## Exercice:
Relevez toutes les valeurs exprimées en « ans » dans l'extrait sur les journalistes de la Coordination de la Communication Sociale, en indiquant pour chacune ce qu'elle mesure.

## Extrait du document:

·····

L’âge moyen d’entrée au gouvernement municipal est de 44 ans, et l’expérience administrative dans le secteur du journalisme est de 7,5 ans (les chiffres pour le Secrétariat municipal de la Culture étaient respectivement de 32 ans et de 8,5 ans). Notons que l’on rentre bien plus tard dans la Coordination de la Communication Sociale que dans les autres Secrétariats, et que l’on y exerce en moyenne moins longtemps.

Enfin, les trajectoires militantes divergent fortement en fonction du niveau hiérarchique des postes alloués. Les deux anciens Secrétaires ainsi que le Coordinateur sortant du journalisme ont (ou ont eu) un militantisme très intense. Les trois ont eu une activité au sein du Syndicat des journalistes. La première a été élue deux fois présidente du Syndicat des journalistes du Rio Grande do Sul. Le second a joué un rôle de premier ordre dans l’évolution du Syndicat des journalistes de Santa Catarina (Etat voisin du Rio Grande do Sul). Il avait même brigué la présidence de ce dernier en 1985 mais n’avait pas été élu. Le troisième, plus jeune, a été coordinateur du Syndicat des journalistes du Rio Grande do Sul. Monter dans la hiérarchie de la CCS nécessite une expérience militante forte et variée. Mais cette condition ne semble pas discriminante pour les postes de niveau inférieur, leur rôle étant plus technique que politique. En effet, les trois autres membres de notre sous-échantillon ont un capital militant faible ou nul. La différence entre les parties supérieure et inférieure de notre tableau est flagrante.

·····

## Données fournies:
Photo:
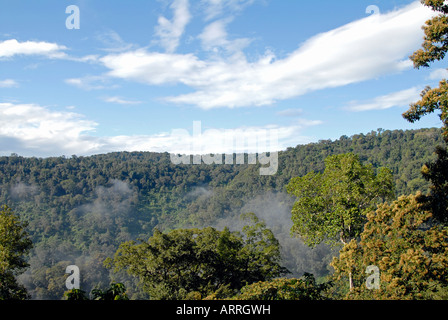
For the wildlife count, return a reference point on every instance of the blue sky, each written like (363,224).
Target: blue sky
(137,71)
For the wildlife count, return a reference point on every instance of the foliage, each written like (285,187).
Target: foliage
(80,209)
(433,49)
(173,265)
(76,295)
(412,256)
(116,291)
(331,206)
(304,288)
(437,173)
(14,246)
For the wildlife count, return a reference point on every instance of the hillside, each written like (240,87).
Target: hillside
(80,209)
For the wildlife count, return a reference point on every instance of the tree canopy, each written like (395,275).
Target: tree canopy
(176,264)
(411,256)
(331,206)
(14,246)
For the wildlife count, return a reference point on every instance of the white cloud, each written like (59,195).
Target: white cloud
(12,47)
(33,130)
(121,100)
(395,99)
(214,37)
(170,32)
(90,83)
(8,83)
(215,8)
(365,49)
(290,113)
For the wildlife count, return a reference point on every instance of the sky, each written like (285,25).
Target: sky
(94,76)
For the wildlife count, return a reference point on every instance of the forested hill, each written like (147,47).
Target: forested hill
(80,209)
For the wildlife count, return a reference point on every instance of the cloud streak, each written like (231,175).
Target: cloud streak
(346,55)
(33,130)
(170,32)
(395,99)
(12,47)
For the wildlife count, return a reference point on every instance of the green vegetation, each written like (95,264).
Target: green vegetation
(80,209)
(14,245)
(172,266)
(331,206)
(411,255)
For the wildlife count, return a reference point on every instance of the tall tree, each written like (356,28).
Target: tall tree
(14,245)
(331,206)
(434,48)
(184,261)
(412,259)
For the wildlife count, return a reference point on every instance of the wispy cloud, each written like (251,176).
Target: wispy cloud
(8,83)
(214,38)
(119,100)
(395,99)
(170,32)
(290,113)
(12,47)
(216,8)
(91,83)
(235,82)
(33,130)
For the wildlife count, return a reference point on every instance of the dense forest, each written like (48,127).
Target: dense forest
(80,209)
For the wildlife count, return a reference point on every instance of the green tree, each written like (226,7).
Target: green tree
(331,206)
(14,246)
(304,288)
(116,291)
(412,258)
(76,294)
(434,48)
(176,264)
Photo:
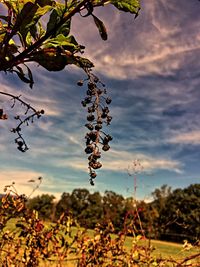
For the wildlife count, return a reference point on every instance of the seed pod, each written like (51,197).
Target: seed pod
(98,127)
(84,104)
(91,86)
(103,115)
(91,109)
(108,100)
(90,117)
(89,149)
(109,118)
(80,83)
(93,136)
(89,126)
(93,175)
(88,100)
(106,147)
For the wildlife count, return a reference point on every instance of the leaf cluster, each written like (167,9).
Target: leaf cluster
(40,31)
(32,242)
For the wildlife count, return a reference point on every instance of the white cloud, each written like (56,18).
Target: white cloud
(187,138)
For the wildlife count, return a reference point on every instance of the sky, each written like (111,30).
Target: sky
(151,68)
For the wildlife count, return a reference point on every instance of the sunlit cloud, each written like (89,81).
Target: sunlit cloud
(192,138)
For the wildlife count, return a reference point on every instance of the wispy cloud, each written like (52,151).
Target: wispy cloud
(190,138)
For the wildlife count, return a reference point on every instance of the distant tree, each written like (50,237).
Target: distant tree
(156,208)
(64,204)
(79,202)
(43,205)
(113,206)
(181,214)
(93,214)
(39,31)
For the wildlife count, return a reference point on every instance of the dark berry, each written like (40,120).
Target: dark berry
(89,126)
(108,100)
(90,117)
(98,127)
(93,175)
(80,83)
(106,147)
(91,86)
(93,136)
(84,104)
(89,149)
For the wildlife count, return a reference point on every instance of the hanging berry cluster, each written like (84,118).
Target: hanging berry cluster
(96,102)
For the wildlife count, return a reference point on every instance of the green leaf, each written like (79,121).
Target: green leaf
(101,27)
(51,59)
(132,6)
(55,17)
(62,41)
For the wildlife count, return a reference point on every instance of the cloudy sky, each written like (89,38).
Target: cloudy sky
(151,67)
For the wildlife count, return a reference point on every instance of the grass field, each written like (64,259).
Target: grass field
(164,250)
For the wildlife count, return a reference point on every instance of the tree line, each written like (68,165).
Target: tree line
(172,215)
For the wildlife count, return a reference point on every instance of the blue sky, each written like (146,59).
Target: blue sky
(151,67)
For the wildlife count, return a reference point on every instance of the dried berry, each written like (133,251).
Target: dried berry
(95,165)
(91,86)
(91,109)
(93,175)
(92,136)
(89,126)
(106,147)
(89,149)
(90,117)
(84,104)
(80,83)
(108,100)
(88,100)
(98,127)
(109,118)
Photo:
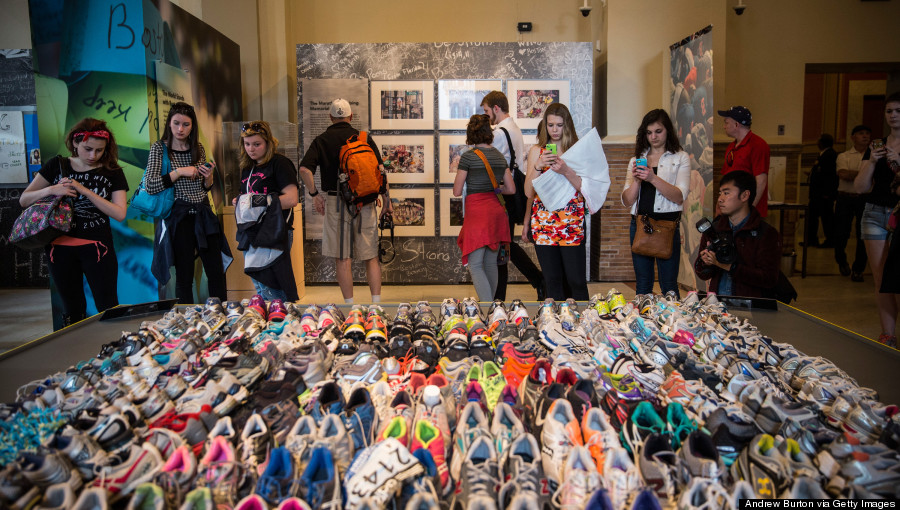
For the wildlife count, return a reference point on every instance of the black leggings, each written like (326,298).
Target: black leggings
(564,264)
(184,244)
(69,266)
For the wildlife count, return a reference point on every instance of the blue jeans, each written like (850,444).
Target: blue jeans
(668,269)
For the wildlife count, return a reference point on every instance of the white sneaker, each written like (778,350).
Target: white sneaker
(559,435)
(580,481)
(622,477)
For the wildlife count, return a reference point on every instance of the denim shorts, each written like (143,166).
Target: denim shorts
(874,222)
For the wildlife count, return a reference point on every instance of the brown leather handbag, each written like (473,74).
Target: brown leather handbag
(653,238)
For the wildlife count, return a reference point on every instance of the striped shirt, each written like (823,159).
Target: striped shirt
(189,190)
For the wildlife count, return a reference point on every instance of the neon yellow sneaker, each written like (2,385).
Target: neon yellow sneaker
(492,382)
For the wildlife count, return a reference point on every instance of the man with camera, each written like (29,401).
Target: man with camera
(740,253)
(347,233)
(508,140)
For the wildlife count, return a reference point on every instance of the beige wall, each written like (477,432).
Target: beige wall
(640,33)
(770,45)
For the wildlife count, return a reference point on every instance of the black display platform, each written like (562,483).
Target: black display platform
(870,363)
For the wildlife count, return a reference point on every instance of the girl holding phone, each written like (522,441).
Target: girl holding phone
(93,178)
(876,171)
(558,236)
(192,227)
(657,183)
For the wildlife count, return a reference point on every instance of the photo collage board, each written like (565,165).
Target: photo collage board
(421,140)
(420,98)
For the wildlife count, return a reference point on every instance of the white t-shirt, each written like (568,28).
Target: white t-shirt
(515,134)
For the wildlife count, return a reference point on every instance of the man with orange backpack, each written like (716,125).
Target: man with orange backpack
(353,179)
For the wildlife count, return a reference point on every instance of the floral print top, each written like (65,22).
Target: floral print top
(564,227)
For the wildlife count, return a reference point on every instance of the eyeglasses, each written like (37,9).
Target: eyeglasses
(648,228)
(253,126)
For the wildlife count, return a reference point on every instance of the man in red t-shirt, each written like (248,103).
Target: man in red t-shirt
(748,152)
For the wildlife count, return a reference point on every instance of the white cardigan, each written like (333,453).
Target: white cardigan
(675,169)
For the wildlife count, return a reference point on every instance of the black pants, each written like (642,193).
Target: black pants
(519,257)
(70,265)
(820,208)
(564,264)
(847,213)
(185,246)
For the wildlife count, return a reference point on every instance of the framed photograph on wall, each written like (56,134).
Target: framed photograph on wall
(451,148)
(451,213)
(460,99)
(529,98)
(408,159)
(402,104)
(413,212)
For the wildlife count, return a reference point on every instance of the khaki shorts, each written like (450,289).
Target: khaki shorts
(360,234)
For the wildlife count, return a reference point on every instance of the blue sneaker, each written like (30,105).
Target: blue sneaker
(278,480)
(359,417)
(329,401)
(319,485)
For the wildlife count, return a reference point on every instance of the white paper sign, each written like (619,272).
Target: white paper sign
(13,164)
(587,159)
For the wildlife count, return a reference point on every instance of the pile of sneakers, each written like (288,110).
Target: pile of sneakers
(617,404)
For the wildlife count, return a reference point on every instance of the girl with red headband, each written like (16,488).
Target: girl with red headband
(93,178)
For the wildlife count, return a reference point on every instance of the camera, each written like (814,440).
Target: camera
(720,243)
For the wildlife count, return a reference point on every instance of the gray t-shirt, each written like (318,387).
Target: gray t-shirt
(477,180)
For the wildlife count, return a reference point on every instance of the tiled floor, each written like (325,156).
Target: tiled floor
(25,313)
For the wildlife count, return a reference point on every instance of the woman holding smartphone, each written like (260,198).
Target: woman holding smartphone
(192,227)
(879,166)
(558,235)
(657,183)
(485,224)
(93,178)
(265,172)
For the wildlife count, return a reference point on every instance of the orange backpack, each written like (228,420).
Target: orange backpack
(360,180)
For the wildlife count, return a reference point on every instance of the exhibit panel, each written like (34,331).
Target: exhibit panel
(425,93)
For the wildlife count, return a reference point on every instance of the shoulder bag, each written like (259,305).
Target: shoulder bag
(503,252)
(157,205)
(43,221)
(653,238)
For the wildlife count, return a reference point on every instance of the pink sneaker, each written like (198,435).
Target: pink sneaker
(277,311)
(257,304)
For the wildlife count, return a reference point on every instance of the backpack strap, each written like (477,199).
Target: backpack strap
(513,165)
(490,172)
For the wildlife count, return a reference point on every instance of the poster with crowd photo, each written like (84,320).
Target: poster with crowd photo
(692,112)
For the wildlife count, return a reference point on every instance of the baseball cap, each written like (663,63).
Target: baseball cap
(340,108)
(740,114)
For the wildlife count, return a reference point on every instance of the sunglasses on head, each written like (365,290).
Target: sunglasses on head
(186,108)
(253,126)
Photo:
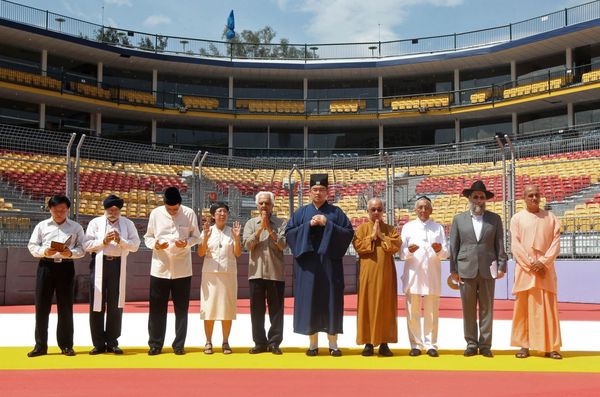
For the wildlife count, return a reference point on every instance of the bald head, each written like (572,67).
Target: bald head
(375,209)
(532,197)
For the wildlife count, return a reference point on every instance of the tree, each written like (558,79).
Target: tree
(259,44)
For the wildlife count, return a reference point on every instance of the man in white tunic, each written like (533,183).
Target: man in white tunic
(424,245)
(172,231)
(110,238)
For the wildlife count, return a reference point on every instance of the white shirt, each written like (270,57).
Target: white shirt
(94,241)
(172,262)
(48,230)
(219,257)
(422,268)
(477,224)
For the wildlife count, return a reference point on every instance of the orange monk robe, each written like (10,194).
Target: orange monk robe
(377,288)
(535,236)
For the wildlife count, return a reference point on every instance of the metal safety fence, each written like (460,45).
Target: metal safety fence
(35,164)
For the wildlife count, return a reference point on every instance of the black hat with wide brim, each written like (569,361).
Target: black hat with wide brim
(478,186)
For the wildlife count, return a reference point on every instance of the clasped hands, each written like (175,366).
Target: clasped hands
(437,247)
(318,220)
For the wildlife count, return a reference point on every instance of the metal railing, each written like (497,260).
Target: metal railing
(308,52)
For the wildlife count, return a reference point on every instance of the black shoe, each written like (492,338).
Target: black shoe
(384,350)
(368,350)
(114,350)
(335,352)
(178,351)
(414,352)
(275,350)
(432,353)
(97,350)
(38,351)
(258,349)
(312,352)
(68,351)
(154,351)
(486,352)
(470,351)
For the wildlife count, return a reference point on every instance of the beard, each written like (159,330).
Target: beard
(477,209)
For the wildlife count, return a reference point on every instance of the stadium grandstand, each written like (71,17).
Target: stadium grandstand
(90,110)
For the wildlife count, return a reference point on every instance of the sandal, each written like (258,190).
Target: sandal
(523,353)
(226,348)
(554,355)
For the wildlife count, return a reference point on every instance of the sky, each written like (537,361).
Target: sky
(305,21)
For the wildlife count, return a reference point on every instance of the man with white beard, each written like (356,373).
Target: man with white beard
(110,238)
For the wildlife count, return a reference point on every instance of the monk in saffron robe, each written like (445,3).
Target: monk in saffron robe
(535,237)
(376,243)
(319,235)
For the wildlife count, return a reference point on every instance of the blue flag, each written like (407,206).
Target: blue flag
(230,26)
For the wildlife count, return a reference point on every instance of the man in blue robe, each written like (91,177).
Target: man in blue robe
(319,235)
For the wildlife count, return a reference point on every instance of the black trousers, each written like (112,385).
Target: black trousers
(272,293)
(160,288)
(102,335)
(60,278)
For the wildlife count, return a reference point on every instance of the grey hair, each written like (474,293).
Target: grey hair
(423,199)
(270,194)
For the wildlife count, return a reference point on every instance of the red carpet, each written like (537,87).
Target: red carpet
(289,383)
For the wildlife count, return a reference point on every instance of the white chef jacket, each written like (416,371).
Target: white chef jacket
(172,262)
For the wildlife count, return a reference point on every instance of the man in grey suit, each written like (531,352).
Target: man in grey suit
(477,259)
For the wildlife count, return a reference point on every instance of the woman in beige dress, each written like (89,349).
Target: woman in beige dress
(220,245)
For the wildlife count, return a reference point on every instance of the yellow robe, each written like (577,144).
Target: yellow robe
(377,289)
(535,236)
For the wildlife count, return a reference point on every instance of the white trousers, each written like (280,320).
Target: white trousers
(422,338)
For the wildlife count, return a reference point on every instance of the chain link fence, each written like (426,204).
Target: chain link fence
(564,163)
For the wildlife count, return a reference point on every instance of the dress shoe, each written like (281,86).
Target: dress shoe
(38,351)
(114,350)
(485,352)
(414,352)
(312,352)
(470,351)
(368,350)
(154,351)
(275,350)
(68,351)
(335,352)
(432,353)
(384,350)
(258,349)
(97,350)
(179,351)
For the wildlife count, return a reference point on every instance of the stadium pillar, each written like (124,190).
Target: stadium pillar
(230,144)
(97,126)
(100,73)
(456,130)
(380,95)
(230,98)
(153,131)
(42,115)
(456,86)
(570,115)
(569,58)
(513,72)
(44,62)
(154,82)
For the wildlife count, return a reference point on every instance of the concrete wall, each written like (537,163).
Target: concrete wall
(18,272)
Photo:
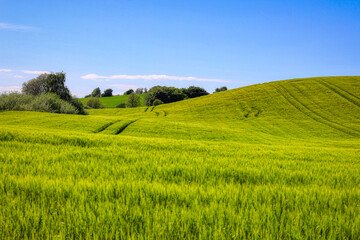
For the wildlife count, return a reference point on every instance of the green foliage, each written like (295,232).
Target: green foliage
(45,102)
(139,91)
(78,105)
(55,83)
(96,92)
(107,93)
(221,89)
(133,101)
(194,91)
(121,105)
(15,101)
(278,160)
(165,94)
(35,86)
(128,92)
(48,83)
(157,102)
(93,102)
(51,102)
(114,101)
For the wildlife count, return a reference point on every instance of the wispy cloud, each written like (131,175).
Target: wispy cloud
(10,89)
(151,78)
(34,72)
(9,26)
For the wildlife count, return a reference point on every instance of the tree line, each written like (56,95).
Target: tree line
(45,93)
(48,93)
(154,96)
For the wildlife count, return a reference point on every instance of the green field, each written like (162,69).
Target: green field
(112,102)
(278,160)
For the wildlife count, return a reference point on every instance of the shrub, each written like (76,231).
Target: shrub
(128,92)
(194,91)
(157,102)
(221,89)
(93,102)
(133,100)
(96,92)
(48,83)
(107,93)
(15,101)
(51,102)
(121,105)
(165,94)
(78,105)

·····

## Réponse:
- 44 ans : âge moyen d'entrée au gouvernement municipal
- 7,5 ans : expérience administrative dans le secteur du journalisme
- 32 ans : âge moyen d'entrée au Secrétariat municipal de la Culture
- 8,5 ans : expérience administrative au Secrétariat municipal de la Culture